──────── Exercise data

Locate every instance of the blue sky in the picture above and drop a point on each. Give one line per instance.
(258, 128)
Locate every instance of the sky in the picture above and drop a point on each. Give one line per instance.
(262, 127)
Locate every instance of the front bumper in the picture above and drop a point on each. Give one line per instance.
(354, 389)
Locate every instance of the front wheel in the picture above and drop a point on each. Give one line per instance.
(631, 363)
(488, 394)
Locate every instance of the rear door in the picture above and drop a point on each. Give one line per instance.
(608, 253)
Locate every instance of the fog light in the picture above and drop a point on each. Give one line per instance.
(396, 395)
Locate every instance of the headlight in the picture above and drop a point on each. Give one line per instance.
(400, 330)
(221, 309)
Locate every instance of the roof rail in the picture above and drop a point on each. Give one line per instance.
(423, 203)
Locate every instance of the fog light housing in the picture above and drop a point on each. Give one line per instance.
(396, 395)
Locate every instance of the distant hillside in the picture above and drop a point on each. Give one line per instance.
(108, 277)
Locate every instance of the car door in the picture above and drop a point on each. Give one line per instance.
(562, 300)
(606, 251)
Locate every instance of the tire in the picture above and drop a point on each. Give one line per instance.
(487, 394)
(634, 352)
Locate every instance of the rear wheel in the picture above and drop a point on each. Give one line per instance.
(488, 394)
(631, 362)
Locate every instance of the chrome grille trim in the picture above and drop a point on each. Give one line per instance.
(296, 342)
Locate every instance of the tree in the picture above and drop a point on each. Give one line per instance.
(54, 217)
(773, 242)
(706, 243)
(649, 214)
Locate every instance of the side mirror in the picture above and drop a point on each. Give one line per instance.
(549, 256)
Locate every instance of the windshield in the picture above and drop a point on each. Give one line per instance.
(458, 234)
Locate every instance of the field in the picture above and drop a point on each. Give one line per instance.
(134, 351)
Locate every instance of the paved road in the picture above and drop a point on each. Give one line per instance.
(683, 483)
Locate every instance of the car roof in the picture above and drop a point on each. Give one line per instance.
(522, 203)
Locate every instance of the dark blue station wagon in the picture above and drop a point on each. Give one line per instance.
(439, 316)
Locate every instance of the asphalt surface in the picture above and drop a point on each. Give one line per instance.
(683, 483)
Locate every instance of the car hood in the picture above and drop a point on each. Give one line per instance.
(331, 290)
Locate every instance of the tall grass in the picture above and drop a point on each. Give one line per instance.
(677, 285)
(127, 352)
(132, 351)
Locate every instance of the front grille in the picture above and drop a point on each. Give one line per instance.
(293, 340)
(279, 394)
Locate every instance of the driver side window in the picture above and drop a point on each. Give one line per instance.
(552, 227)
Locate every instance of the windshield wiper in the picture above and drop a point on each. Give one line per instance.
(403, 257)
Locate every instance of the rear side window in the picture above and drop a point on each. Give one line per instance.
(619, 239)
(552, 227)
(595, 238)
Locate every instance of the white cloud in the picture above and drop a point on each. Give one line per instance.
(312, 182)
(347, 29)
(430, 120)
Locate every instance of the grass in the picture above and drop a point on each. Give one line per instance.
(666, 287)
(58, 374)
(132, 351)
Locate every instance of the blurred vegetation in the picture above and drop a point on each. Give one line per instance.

────────────────

Work to be completed
Set down each entry again, exactly as written.

Solved exercise
Locate every instance of the blue sky in the picture above and drop a point on each. Give one line per instance.
(258, 128)
Locate every instance of the sky in the picture above and drop a point on each. Give one line per instance.
(262, 127)
Locate every instance of the front bumper in the picture above and drop a point on each. Give one line per instance.
(354, 389)
Locate every instance of the front wheel in the picture above and drop a point on each. Give one line per instance.
(631, 363)
(488, 394)
Locate every instance of the rear door in the picture above and drop a point on each. Give one line per instance.
(608, 253)
Locate every instance of the fog light in the picture above and drop a point on each. Give one line per instance.
(396, 395)
Locate every instance of the headlight in the picture above and drop a point on each. Give one line per instance.
(400, 330)
(221, 309)
Locate every instance of the roof rail in the picture above and drop a point on each. Give one line per instance.
(423, 203)
Locate every instance of the fog light housing in the picture above and drop a point on each. Give one line per instance.
(396, 395)
Locate every instance of the distant hillside in the picture above and drop a point on each. Give one line per instance.
(108, 277)
Locate every instance of the car door in the picture above and drop a point on each. Give one line per instance.
(562, 300)
(606, 251)
Locate every instance of the tire in the picture above and drop a point on each. Give one line per instance.
(487, 394)
(634, 352)
Locate every instance of the rear wheel in the picture above and drop a point on each. Give one line per instance.
(488, 394)
(631, 362)
Locate every instance of the chrome grille trim in the picture above and drop a point on each. Give one line per instance.
(296, 342)
Locate every instance of the tree in the picture above and drop a point on each. Give one line per instance.
(54, 217)
(773, 242)
(706, 243)
(649, 214)
Locate every instance of the side mirror in the picture above and drop a point on each. Give one line per instance.
(549, 256)
Locate every instance of the windshield in the picture above and drop a point on each. Give one line per instance.
(458, 234)
Locate every instance of the field in the picture above and drop a point on each. Give one line per instance.
(134, 351)
Locate every instance of the paved road in the picture above and drop a point on each. Give one line per instance.
(683, 483)
Locate every instance of the car roof in the picture above and drop a point on each. Give one line per instance.
(522, 203)
Locate every instance of the dark blue station wagon in the picture above and drop a point on each. Give one line per instance.
(439, 316)
Locate every instance of the asphalt surface in the picture above and drop a point on each. Give one line per instance.
(683, 483)
Locate every instance of the car hood in the picture above and drop a point on each. Give one line per instance.
(331, 290)
Locate every instance of the tall grass in the picture above and drop a point on each. Give one line per instance.
(677, 285)
(127, 352)
(132, 351)
Locate every instance of the front grille in the picture above and drop a point on each. Give one line per instance.
(293, 340)
(279, 394)
Locate every instance of the driver side window in the picture above and drop a point on each. Give one line per instance.
(552, 227)
Locate every instance of the windshield wiper in the picture above and drop a point on each. Give one line per instance.
(403, 257)
Locate every instance of the rear side window in the picture above and drop a point on each. Give one line per instance.
(619, 239)
(552, 227)
(595, 238)
Locate every instance of the white cloud in the picture above and drop a point on each. Give one line per instance.
(312, 182)
(347, 29)
(430, 120)
Locate every instance of the grass in the picture above and drop a point on each. Give one line per instance.
(666, 287)
(58, 374)
(132, 351)
Locate every instance of the blurred vegetation in the picture above and drop a point on each. Give one line per instance.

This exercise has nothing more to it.